**PROBLEM TO SOLVE**
Write out all of the records below word for word, leaving out the pictures.

* Start RECORDS FOR THIS EXERCISE *

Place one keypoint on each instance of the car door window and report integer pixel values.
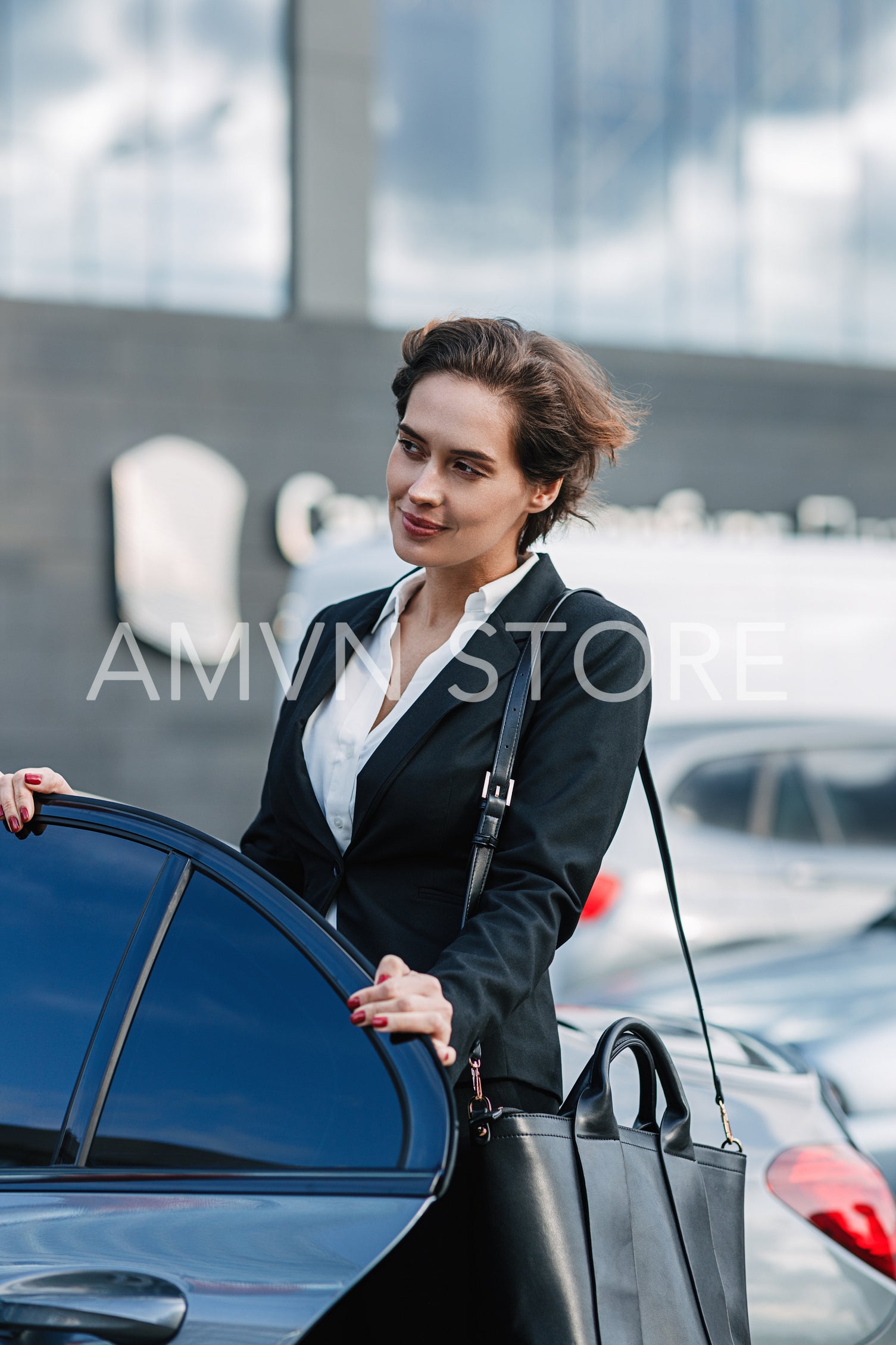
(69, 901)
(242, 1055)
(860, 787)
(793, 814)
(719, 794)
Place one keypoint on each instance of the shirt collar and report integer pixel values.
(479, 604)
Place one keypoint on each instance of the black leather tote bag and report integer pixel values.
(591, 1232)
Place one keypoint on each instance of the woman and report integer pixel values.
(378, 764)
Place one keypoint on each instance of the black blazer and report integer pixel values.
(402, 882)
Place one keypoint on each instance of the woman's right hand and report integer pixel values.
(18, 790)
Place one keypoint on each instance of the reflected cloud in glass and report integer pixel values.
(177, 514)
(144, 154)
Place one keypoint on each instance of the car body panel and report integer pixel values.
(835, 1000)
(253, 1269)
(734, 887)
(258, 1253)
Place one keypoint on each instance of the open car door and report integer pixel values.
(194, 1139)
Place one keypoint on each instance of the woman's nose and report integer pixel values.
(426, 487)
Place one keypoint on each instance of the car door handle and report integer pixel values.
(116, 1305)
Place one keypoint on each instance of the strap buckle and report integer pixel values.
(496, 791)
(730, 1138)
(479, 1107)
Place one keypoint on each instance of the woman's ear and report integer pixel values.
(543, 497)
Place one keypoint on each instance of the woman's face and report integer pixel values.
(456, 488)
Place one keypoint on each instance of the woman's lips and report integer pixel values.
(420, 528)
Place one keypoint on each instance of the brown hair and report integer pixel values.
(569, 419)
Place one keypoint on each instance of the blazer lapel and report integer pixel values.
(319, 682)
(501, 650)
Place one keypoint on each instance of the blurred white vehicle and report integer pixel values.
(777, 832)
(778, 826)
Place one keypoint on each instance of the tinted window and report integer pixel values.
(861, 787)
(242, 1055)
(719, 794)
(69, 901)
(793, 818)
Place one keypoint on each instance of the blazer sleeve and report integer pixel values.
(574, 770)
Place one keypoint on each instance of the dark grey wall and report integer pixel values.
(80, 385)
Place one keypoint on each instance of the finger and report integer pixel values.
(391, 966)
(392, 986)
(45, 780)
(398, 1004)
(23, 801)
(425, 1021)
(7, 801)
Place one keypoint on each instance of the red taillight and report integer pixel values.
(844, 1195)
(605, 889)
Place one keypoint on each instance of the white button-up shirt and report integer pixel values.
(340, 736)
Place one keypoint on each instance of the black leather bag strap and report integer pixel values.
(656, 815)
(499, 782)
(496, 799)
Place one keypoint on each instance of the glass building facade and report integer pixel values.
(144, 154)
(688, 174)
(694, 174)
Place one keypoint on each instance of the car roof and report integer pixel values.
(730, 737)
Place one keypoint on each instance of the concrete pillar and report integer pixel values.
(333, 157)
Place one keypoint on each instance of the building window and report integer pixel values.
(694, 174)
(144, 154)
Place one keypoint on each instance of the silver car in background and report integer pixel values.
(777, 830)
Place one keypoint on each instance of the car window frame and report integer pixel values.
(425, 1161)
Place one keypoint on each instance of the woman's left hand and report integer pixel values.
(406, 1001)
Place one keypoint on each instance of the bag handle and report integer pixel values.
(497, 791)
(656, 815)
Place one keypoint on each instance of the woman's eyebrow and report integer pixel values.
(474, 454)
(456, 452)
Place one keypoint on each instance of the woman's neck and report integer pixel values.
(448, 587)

* End RECORDS FOR THIS EXERCISE *

**ANSWER TO THE EXERCISE**
Place one keypoint on each instance of the car door window and report integer pixel values.
(69, 901)
(242, 1055)
(860, 787)
(793, 814)
(719, 794)
Place one keypoint on each instance of the shirt collar and report integer pixel values.
(479, 604)
Place one keypoint on each instance of the black leather tote bag and report integer pixel values.
(591, 1232)
Place one keypoint on each instance of the woman and report integer pixel values.
(378, 764)
Place one keypoint on each instance of the black blazer and report integer pixel values.
(402, 882)
Place one keypoint on each instance of the woman's right hand and report integer pixel values.
(18, 790)
Place one keypoint on each instance of the reflected cloud in glass and report integer pixel values.
(177, 514)
(144, 154)
Place one keypoint on each instance of the car body panel and report integer pixel values.
(835, 1000)
(253, 1269)
(734, 887)
(258, 1253)
Place one keypoint on each instance of the open car door and report integer pixel values.
(194, 1139)
Place one keypoint on each instance of the woman's nose and report integer pixel values.
(426, 487)
Place one keypoint on each instance of the car door handle and report integer pixel values.
(116, 1305)
Place one keypoint on each instance of the strap buckle and report integer pixel values.
(496, 791)
(730, 1138)
(479, 1107)
Place one keypoint on each instance of the woman's ear and report integer pixel values.
(543, 497)
Place one keypoint on each instance of the woman's face and report integer pixel values.
(456, 488)
Place one keypoint on each instance of the woman's lips and report integer pixel values.
(420, 528)
Place one keypoint on each instance of the brown hair and report integer pixel values.
(569, 419)
Place one keypoint on each instance of the blazer lapel and report integer pixel values.
(319, 682)
(501, 650)
Place one keypoint on each instance of the blurred white vehicle and report integer pixel values.
(777, 832)
(778, 826)
Place one keypoint on each instance of the tinted window and report integer pixel values.
(861, 787)
(242, 1055)
(719, 794)
(69, 901)
(793, 818)
Place one keypoint on each instance of the blazer sleeve and report integer pixel values.
(574, 770)
Place one keypoint on each instance of the dark grey wall and report integer pixel values.
(80, 385)
Place one keypoint on each instance of the finger and report integer pixel values.
(391, 966)
(392, 986)
(45, 780)
(398, 1004)
(23, 801)
(425, 1021)
(7, 801)
Place one keypoint on each instance of the red taillight and report integer pixel values.
(844, 1195)
(605, 889)
Place one keypoint on each instance of the white button-up shirt and report integer pixel values.
(340, 736)
Place one keypoint on each instance of the black leather bag strap and report integer pixel values.
(656, 815)
(499, 782)
(496, 799)
Place one keypoint on each instance of the glass building facade and report integer pixel values.
(144, 154)
(688, 174)
(694, 174)
Place one keypoint on each instance of the car roof and report integer pixel values.
(730, 737)
Place one keypoint on each instance of the concrete pillar and report integer pixel values.
(333, 157)
Place one keypoint on each instance of the building window and report integer pixel values.
(694, 174)
(144, 154)
Place one keypoint on each instance of the silver car in background and report integer pixel values.
(777, 830)
Place one keypoint on each instance of the car window frame and report integer pixel values.
(425, 1161)
Place one keypoint on each instance of the woman's left hand and report integer pixel values.
(406, 1001)
Place one keypoint on each instance of the bag handle and report integer pixel values.
(497, 791)
(656, 815)
Place one keypoint on each instance of the woman's eyebrow and report integer pixel values.
(474, 454)
(456, 452)
Place one keypoint on each instance of the woman's neck and report integer pixel values.
(448, 587)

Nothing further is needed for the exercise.